Data supplied:
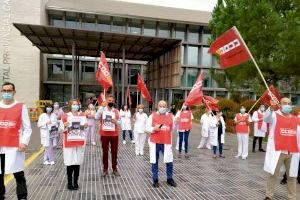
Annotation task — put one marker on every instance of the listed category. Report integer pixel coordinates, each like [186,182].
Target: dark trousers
[113,141]
[220,145]
[259,142]
[169,166]
[73,174]
[184,136]
[20,180]
[124,134]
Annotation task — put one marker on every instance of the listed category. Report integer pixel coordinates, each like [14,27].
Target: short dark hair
[9,83]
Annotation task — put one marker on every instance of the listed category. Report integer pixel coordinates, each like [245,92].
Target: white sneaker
[46,162]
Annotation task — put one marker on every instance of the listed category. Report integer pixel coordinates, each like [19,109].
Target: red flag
[196,94]
[272,94]
[103,74]
[231,49]
[210,103]
[129,96]
[144,91]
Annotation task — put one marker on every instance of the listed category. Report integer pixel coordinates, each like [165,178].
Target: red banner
[196,94]
[272,94]
[231,49]
[103,73]
[143,89]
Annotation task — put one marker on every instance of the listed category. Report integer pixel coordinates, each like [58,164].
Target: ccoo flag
[231,48]
[103,74]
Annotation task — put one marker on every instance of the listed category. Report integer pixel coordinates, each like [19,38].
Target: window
[72,20]
[180,31]
[118,25]
[164,29]
[89,22]
[192,58]
[192,75]
[149,28]
[134,26]
[206,57]
[103,23]
[193,34]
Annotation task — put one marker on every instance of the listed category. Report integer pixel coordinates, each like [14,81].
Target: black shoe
[155,184]
[171,182]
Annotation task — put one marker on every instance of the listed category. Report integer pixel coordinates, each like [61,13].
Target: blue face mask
[75,108]
[286,109]
[7,96]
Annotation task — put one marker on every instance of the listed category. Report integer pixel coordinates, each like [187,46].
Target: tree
[271,30]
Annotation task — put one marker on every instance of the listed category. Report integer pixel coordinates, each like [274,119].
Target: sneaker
[171,182]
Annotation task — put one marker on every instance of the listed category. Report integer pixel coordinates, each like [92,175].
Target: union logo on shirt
[7,124]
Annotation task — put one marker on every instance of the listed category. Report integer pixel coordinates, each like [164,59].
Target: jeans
[169,166]
[184,136]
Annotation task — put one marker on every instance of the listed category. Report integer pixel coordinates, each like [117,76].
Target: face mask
[110,105]
[162,110]
[48,110]
[286,109]
[7,96]
[75,108]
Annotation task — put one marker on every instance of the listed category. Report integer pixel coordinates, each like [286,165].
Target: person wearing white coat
[140,120]
[276,158]
[49,130]
[125,115]
[259,131]
[13,154]
[73,151]
[217,128]
[160,125]
[204,122]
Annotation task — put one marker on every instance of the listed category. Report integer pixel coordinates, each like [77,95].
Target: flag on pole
[129,97]
[103,73]
[273,94]
[196,94]
[143,89]
[231,49]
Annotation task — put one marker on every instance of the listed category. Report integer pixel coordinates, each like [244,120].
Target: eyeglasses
[7,91]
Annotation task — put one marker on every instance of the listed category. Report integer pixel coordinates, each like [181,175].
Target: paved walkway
[200,177]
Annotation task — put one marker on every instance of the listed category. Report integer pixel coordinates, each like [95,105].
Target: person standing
[90,115]
[160,125]
[242,121]
[259,131]
[73,123]
[49,130]
[108,130]
[184,120]
[125,115]
[204,122]
[140,119]
[217,133]
[14,139]
[282,147]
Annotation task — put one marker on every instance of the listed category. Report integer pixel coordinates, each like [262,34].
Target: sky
[204,5]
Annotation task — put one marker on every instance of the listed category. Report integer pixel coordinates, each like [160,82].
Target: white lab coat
[213,130]
[125,120]
[45,129]
[168,154]
[258,132]
[272,156]
[73,155]
[204,121]
[14,159]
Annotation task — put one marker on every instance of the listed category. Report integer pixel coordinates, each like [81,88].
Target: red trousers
[113,140]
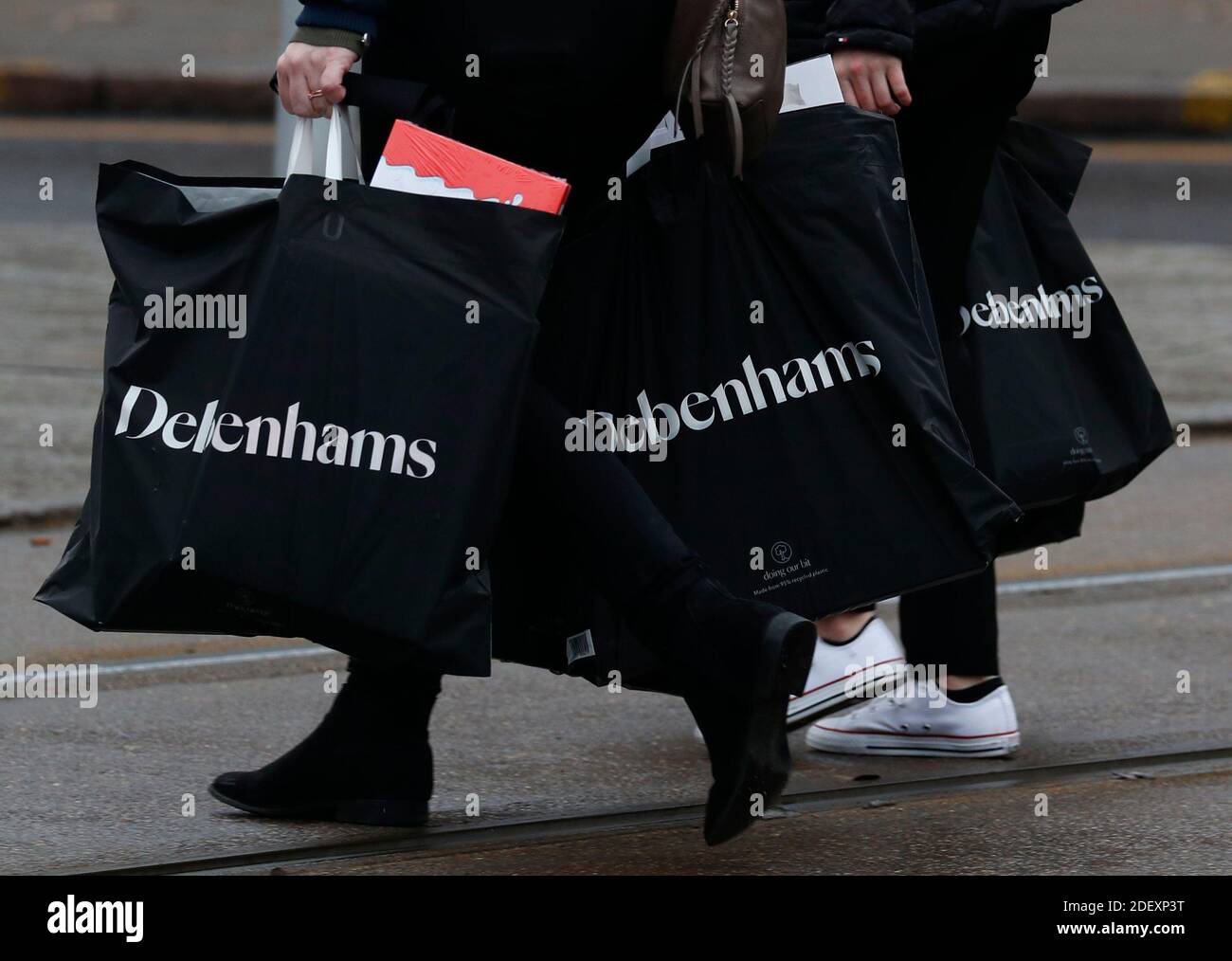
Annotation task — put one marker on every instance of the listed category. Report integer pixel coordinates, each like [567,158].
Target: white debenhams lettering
[1066,309]
[98,916]
[226,432]
[172,311]
[800,377]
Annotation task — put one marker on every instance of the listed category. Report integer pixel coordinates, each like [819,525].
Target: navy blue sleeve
[358,16]
[879,25]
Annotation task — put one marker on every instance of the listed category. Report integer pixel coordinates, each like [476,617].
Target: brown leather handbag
[727,60]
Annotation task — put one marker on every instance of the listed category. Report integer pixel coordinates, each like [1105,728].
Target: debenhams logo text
[228,432]
[1066,309]
[801,377]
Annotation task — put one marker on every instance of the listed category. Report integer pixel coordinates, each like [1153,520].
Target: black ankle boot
[740,661]
[366,763]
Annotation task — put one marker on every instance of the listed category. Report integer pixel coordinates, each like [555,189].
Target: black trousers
[962,98]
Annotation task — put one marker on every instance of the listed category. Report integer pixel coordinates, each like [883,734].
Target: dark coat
[898,26]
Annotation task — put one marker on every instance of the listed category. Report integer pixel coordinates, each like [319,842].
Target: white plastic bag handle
[340,164]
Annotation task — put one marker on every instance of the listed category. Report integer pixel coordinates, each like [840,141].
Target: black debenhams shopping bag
[775,331]
[1071,411]
[333,462]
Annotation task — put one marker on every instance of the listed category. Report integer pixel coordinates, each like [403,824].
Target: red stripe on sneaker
[915,734]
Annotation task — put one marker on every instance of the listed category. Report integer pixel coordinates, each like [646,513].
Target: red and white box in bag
[415,160]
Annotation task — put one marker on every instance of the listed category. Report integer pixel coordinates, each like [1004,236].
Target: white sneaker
[923,725]
[845,673]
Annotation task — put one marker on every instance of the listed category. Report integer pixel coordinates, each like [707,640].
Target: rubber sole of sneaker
[764,762]
[809,707]
[994,746]
[346,811]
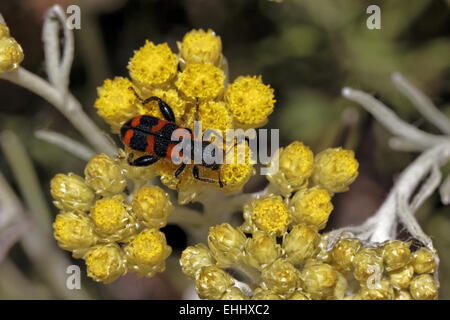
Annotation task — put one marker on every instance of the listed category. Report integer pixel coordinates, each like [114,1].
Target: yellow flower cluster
[112,231]
[193,83]
[11,53]
[280,249]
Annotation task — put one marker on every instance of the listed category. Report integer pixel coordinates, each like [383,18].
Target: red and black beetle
[154,137]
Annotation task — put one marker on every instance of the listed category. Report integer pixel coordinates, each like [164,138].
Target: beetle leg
[143,161]
[180,170]
[197,176]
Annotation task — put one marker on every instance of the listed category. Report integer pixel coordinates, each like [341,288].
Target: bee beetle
[154,137]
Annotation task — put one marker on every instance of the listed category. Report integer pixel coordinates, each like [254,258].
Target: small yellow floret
[153,66]
[11,54]
[250,101]
[291,167]
[152,205]
[335,169]
[105,263]
[104,175]
[172,98]
[226,244]
[312,206]
[201,80]
[213,115]
[116,103]
[201,46]
[4,31]
[71,192]
[268,214]
[147,252]
[110,216]
[74,232]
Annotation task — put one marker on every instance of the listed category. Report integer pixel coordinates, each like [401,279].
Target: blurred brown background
[306,49]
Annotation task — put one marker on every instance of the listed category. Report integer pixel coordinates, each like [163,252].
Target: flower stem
[69,106]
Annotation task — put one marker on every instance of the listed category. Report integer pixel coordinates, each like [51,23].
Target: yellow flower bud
[366,263]
[424,261]
[147,252]
[423,287]
[194,258]
[201,46]
[312,207]
[250,101]
[172,98]
[344,252]
[300,244]
[237,169]
[299,295]
[116,103]
[153,66]
[400,278]
[268,214]
[264,294]
[402,295]
[4,31]
[261,250]
[11,54]
[104,175]
[74,232]
[321,281]
[105,263]
[396,254]
[295,165]
[71,193]
[226,244]
[212,283]
[234,294]
[335,169]
[133,172]
[152,205]
[381,291]
[281,277]
[112,218]
[213,115]
[201,80]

Problem requirements:
Rewrite the items from the line containing "each like [254,258]." through the end of the items, requests included. Multiply each pixel coordinate in the answers by 1.55 and round to a whole number, with halves rounded up, but leave the requests and their sample coordinates unchanged.

Exercise solution:
Annotation task — put one marker on every instance of the listed category. Report integer pixel coordinates, each like [254,258].
Target: small yellow floret
[237,102]
[17,84]
[388,157]
[451,259]
[236,318]
[519,262]
[163,408]
[161,271]
[267,152]
[350,378]
[484,319]
[312,124]
[330,178]
[180,160]
[312,71]
[6,48]
[110,298]
[415,332]
[228,391]
[171,335]
[115,360]
Annotation task — put one marker on every instance of the listed category. Report integer pixel coordinates, each like [401,279].
Target: blurred brown background
[474,76]
Annotation task — put one marker on every instance of the listed category. Report integer pixel coordinates, each like [163,252].
Target: flower stem
[107,164]
Annotation task — put one marker on every instance of the listed category. Report integer pixel coordinates, each like [51,23].
Target: yellow flower bud
[567,408]
[657,405]
[228,391]
[656,445]
[301,400]
[312,71]
[484,321]
[388,157]
[267,152]
[533,391]
[465,378]
[367,262]
[463,457]
[180,160]
[237,102]
[620,431]
[415,332]
[409,456]
[623,457]
[6,48]
[405,388]
[17,84]
[161,271]
[115,360]
[498,436]
[163,408]
[614,394]
[457,256]
[110,299]
[350,378]
[329,439]
[363,456]
[519,262]
[206,267]
[236,318]
[591,451]
[436,429]
[174,338]
[330,178]
[312,124]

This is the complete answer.